>> BEGIN GIVEN DATA
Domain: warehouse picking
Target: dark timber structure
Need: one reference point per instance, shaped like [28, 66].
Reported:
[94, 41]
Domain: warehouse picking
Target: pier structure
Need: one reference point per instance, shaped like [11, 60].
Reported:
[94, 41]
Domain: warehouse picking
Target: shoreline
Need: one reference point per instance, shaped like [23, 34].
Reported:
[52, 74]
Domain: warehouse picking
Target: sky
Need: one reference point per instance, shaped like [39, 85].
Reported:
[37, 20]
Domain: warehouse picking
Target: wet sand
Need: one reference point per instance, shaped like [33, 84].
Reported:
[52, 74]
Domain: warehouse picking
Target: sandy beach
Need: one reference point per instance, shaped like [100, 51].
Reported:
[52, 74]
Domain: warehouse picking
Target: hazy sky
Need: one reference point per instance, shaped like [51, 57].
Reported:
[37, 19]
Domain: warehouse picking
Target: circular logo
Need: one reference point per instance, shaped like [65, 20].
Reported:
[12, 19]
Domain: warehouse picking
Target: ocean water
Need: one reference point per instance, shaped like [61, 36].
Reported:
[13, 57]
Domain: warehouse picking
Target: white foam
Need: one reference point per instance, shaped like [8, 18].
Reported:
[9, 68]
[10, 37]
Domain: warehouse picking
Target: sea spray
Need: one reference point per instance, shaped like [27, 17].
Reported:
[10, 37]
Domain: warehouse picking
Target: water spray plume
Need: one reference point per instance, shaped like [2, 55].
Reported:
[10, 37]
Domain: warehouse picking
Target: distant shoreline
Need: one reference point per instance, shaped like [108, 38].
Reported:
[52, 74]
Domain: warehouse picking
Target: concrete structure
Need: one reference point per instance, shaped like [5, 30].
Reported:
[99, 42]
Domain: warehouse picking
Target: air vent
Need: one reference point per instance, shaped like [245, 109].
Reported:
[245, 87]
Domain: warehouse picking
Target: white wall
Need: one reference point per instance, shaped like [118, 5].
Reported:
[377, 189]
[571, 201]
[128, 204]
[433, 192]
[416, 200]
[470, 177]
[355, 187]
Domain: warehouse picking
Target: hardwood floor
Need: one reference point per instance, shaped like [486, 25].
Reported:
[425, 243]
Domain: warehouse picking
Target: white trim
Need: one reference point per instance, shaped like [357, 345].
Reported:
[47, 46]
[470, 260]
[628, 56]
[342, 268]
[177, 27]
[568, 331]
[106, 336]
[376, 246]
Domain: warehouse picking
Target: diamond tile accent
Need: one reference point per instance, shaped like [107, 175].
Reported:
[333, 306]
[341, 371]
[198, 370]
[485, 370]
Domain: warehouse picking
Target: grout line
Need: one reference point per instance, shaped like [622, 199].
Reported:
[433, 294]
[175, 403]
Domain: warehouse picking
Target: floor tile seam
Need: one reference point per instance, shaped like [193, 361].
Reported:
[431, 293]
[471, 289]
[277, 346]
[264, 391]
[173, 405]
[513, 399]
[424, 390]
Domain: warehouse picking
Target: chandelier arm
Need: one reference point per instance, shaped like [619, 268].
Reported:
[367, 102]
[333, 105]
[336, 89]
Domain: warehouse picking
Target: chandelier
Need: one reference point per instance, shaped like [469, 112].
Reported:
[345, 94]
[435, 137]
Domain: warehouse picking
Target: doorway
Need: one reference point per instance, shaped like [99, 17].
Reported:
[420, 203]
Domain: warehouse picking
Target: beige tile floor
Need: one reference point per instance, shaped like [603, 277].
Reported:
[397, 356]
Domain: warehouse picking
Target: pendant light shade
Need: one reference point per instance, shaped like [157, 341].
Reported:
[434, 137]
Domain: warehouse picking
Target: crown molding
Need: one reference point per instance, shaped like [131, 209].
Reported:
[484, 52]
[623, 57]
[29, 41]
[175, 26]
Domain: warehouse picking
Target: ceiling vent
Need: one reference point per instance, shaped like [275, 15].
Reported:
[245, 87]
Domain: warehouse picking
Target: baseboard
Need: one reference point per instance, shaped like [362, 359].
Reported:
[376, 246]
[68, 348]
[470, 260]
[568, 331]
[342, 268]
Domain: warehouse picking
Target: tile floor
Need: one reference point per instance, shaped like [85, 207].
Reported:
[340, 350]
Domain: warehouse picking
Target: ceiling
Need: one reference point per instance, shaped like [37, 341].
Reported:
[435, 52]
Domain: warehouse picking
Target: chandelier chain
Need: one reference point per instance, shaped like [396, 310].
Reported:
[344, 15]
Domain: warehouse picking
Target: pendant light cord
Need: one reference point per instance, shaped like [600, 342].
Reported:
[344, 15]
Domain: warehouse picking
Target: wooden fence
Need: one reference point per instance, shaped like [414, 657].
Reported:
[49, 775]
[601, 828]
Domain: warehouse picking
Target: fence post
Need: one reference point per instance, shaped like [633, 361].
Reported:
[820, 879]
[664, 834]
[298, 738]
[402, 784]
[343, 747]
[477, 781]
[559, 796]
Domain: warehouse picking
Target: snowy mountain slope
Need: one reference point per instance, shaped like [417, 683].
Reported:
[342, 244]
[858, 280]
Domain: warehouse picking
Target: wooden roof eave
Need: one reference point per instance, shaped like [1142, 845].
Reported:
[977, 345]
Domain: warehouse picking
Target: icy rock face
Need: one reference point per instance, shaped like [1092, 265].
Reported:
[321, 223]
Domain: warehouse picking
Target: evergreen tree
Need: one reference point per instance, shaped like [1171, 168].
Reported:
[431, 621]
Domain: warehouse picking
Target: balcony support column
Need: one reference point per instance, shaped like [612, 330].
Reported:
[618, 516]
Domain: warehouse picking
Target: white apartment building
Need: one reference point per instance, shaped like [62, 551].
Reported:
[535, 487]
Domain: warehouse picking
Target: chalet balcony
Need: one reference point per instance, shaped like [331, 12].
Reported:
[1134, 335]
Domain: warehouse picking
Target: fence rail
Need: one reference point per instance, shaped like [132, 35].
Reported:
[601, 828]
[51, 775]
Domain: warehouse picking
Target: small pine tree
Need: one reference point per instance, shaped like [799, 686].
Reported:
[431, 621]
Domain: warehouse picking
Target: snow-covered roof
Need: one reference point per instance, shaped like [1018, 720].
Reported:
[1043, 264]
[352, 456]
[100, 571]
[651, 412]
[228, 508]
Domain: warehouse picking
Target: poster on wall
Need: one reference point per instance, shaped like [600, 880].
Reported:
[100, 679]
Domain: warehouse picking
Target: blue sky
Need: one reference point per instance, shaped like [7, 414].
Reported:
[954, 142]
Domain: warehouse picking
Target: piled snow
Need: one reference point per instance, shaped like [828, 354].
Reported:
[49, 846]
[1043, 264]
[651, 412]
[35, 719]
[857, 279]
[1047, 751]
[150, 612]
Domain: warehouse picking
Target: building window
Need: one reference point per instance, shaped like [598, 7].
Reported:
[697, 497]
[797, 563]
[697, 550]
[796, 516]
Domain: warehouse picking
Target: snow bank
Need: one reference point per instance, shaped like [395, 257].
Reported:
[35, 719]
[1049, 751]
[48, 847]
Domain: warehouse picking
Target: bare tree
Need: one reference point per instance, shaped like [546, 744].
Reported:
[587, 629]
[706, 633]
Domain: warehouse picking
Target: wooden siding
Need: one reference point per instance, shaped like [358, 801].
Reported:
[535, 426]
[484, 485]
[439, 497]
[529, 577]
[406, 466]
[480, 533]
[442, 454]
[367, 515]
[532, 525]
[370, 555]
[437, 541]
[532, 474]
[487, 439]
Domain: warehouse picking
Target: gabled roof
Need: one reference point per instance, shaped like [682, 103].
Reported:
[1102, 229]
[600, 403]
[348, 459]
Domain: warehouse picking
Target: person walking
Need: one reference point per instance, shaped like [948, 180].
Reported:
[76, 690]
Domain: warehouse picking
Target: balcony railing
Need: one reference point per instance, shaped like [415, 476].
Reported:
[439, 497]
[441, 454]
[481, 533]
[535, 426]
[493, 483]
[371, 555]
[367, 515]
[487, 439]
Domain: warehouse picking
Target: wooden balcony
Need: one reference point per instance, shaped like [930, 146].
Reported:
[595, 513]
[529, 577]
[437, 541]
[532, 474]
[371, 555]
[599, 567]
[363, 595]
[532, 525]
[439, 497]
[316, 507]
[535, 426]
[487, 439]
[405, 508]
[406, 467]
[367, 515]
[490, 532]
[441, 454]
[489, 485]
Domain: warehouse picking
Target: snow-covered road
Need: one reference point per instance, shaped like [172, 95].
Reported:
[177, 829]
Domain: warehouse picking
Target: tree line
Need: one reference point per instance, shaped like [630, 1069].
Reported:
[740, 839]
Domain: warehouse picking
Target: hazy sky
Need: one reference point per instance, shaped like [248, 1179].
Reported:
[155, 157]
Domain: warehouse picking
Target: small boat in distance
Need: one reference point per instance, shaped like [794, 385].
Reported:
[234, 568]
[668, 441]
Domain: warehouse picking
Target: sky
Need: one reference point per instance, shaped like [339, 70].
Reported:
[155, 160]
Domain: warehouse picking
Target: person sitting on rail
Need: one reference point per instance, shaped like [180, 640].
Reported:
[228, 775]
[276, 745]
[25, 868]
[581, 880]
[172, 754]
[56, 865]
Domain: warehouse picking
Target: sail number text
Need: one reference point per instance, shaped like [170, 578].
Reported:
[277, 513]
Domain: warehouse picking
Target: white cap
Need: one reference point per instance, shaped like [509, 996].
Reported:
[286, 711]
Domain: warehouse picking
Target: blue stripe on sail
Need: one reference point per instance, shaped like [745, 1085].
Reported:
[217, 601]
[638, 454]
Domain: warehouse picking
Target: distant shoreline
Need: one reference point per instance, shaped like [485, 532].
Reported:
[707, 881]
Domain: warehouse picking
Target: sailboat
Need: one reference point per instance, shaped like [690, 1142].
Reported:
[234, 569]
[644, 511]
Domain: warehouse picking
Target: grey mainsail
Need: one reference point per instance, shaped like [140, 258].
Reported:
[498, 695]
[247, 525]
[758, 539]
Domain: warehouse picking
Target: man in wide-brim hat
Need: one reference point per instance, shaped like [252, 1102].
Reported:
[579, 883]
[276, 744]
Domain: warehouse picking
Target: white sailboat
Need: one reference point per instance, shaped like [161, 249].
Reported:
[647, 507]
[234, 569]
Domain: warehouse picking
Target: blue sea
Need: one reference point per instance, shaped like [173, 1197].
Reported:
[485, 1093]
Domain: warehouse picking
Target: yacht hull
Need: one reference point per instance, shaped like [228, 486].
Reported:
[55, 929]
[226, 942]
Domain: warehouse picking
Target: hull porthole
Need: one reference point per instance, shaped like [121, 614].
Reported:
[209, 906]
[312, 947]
>> END GIVEN DATA
TASK DESCRIPTION:
List every line in the rows above that contains the word "spray".

SOLUTION TO THIS PROBLEM:
Target: sea spray
Target: water spray plume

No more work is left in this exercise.